_Information supplied_:

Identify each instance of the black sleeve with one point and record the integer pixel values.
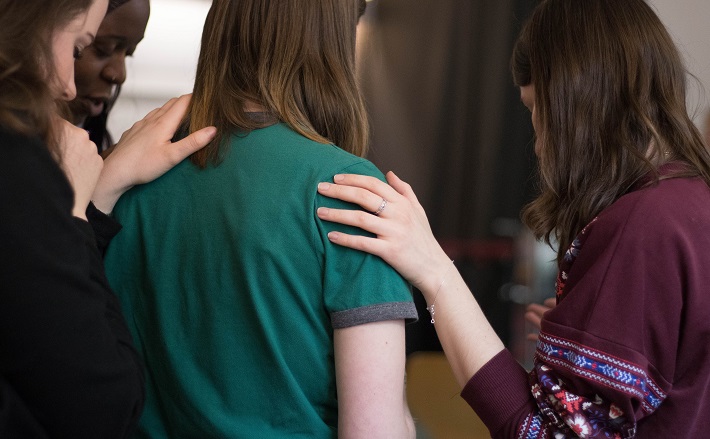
(67, 364)
(104, 226)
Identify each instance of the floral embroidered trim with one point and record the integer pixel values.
(601, 368)
(532, 428)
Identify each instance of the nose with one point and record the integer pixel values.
(69, 90)
(115, 70)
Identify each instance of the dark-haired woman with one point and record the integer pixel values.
(250, 322)
(68, 368)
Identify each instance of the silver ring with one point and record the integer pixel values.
(381, 208)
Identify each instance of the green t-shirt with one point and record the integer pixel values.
(232, 290)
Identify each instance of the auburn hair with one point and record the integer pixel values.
(296, 59)
(610, 103)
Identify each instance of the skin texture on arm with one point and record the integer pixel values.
(370, 367)
(405, 241)
(145, 152)
(80, 163)
(534, 312)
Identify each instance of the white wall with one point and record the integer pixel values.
(164, 63)
(687, 21)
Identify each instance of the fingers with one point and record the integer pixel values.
(362, 197)
(358, 242)
(534, 318)
(356, 218)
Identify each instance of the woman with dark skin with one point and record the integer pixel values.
(67, 364)
(101, 69)
(624, 190)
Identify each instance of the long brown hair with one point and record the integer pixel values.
(27, 63)
(294, 58)
(610, 101)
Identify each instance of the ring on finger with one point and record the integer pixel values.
(379, 210)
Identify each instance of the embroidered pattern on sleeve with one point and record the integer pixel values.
(587, 417)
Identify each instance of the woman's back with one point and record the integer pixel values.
(233, 291)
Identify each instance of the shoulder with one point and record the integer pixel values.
(27, 163)
(671, 206)
(281, 143)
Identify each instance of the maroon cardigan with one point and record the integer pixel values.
(626, 352)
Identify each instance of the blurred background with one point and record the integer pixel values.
(446, 118)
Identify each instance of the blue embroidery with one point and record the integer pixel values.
(602, 368)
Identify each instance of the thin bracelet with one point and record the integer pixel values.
(431, 308)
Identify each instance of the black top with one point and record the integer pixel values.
(67, 364)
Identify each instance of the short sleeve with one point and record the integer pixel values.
(358, 287)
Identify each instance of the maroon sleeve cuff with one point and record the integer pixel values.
(500, 394)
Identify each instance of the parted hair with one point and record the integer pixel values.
(27, 64)
(294, 58)
(610, 102)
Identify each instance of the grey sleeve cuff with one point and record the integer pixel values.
(374, 313)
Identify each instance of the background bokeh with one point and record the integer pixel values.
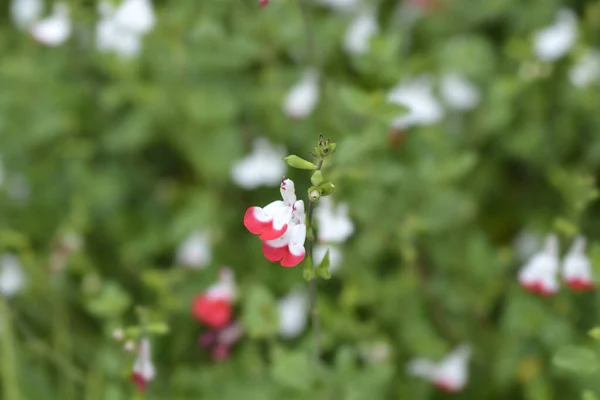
(131, 155)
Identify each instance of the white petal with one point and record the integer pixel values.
(26, 12)
(335, 256)
(359, 33)
(459, 93)
(417, 95)
(12, 276)
(225, 288)
(334, 224)
(55, 29)
(136, 16)
(293, 312)
(263, 167)
(195, 251)
(301, 99)
(553, 42)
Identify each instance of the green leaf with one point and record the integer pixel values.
(293, 370)
(588, 395)
(260, 313)
(323, 268)
(300, 163)
(576, 359)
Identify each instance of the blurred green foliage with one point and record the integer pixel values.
(135, 155)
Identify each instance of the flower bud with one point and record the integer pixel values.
(326, 188)
(129, 346)
(118, 334)
(314, 193)
(300, 163)
(316, 178)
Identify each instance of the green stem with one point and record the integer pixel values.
(312, 285)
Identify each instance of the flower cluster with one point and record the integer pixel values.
(450, 374)
(280, 225)
(214, 308)
(540, 273)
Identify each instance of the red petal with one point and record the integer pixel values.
(580, 285)
(274, 254)
(216, 313)
(291, 260)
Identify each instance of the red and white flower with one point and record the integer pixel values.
(577, 270)
(214, 307)
(272, 221)
(288, 249)
(450, 374)
(539, 275)
(143, 368)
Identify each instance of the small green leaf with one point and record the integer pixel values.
(300, 163)
(589, 395)
(316, 178)
(323, 268)
(260, 313)
(576, 359)
(595, 333)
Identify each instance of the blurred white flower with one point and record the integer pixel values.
(12, 276)
(225, 288)
(120, 30)
(459, 93)
(450, 374)
(334, 224)
(293, 313)
(26, 12)
(340, 5)
(136, 16)
(417, 95)
(55, 29)
(539, 275)
(335, 255)
(263, 167)
(577, 268)
(586, 70)
(554, 41)
(195, 251)
(143, 368)
(359, 32)
(301, 99)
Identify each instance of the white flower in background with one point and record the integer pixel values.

_Task item_: The entries above are to be returned exactly, without their pictures.

_Your response_:
Identify each instance of the black sleeve with one point and record the integer pixel values.
(67, 364)
(104, 226)
Identify each instance of the floral embroidered trim with one point and record the integer pixel values.
(601, 368)
(532, 428)
Identify each instance of the nose with one point and record the integer pixel values.
(69, 90)
(115, 70)
Identify each instance of the dark-haired woman with one point and record the integer pixel values.
(250, 322)
(68, 368)
Identify each instance of the silver ring with one point and record the integer pixel values.
(381, 208)
Identify each instance of the green t-shirt with one point and record the integer pixel values.
(232, 290)
Identify each instance of the auburn hair with one point and record the integer pixel values.
(296, 59)
(610, 103)
Identify each instance of the skin texture on arm with one point and record the integer pixel values.
(370, 367)
(405, 241)
(145, 152)
(80, 163)
(534, 312)
Identify each instance of the white wall with one point and record the integer pixel values.
(164, 63)
(687, 21)
Identify each instance of the fingers with one point and record the integer pixel values.
(362, 197)
(358, 242)
(534, 318)
(356, 218)
Identify each instance of the woman with dark skin with one point and record the integer pixel values.
(67, 364)
(101, 69)
(624, 190)
Identify each instance of the long brown hair with one point and record the integer pixel values.
(27, 63)
(294, 58)
(610, 101)
Identify each instance of the ring on finger with one point and record the integer pixel values.
(379, 210)
Identify each instance of the embroidered pattern on sleeve with one point and record the integer pixel values.
(587, 417)
Identify each instance of the woman's back with one point and record the integer pixel values.
(233, 291)
Identify each instance of the shoulder with one point and record the integer pixel values.
(27, 163)
(671, 206)
(281, 143)
Identify each instance of the maroon cardigan with one point and record the integer pixel values.
(626, 352)
Identify each instance of the blurred background with one point and record the integer pixel values.
(446, 118)
Identify each instance of the blue embroidery with one point and record the integer pixel values.
(602, 368)
Identify each instance of the thin bracelet with one point and record the integer pixel values.
(431, 308)
Identify each instance of the black top with one point and record the integer pixel values.
(67, 364)
Identify each instance of the short sleeve with one point and record the integer pixel values.
(358, 287)
Identify each instance of the maroon sleeve cuff with one point and record the integer pixel values.
(500, 394)
Identify each instance of the parted hair with one point and record the integer pixel values.
(27, 64)
(294, 58)
(610, 102)
Identify each instance of the grey sleeve cuff with one point and record the integer pixel values.
(374, 313)
Identify each instance of the background bokeh with one point and record the integer pixel values.
(131, 155)
Identify each instance of the white petal with one point and record the integer pixel values.
(26, 12)
(335, 256)
(359, 33)
(459, 93)
(417, 95)
(12, 276)
(225, 288)
(334, 224)
(55, 29)
(136, 16)
(293, 312)
(263, 167)
(195, 251)
(301, 99)
(553, 42)
Identify each instance of the green leaf with one point and record the integer pixel values.
(293, 370)
(588, 395)
(260, 313)
(323, 268)
(300, 163)
(576, 359)
Identify each instance of the blurred green foliage with one point and record the integer pixel values.
(135, 155)
Identify each instance of the flower bud with one point and record the integer pixel values.
(326, 188)
(129, 346)
(118, 334)
(314, 193)
(300, 163)
(316, 178)
Identify each instance of the green stem with one point and record the integer pixel values.
(312, 285)
Identify each instance of the flower cluster with one point and record the integer pixel values.
(450, 374)
(280, 225)
(214, 308)
(540, 273)
Identify each instance of the red petal with one point and record the integer pixel values.
(580, 285)
(274, 254)
(216, 313)
(291, 260)
Identify each instance of the red and white flower with one point and record the integer pixel values.
(577, 270)
(214, 307)
(272, 221)
(288, 249)
(450, 374)
(539, 275)
(143, 368)
Identify each instance of the small green leaf with one point and record the integer pixel values.
(300, 163)
(589, 395)
(316, 178)
(323, 268)
(260, 313)
(576, 359)
(595, 333)
Identify each instance of the blurred white flower with one point and record the integer pixel values.
(12, 276)
(225, 288)
(120, 30)
(459, 93)
(450, 374)
(334, 224)
(293, 313)
(26, 12)
(340, 5)
(136, 16)
(417, 95)
(55, 29)
(539, 275)
(335, 255)
(263, 167)
(577, 268)
(586, 70)
(554, 41)
(195, 251)
(143, 368)
(359, 32)
(301, 99)
Identify each instance of the white flower in background with one point and record the integer pixel values.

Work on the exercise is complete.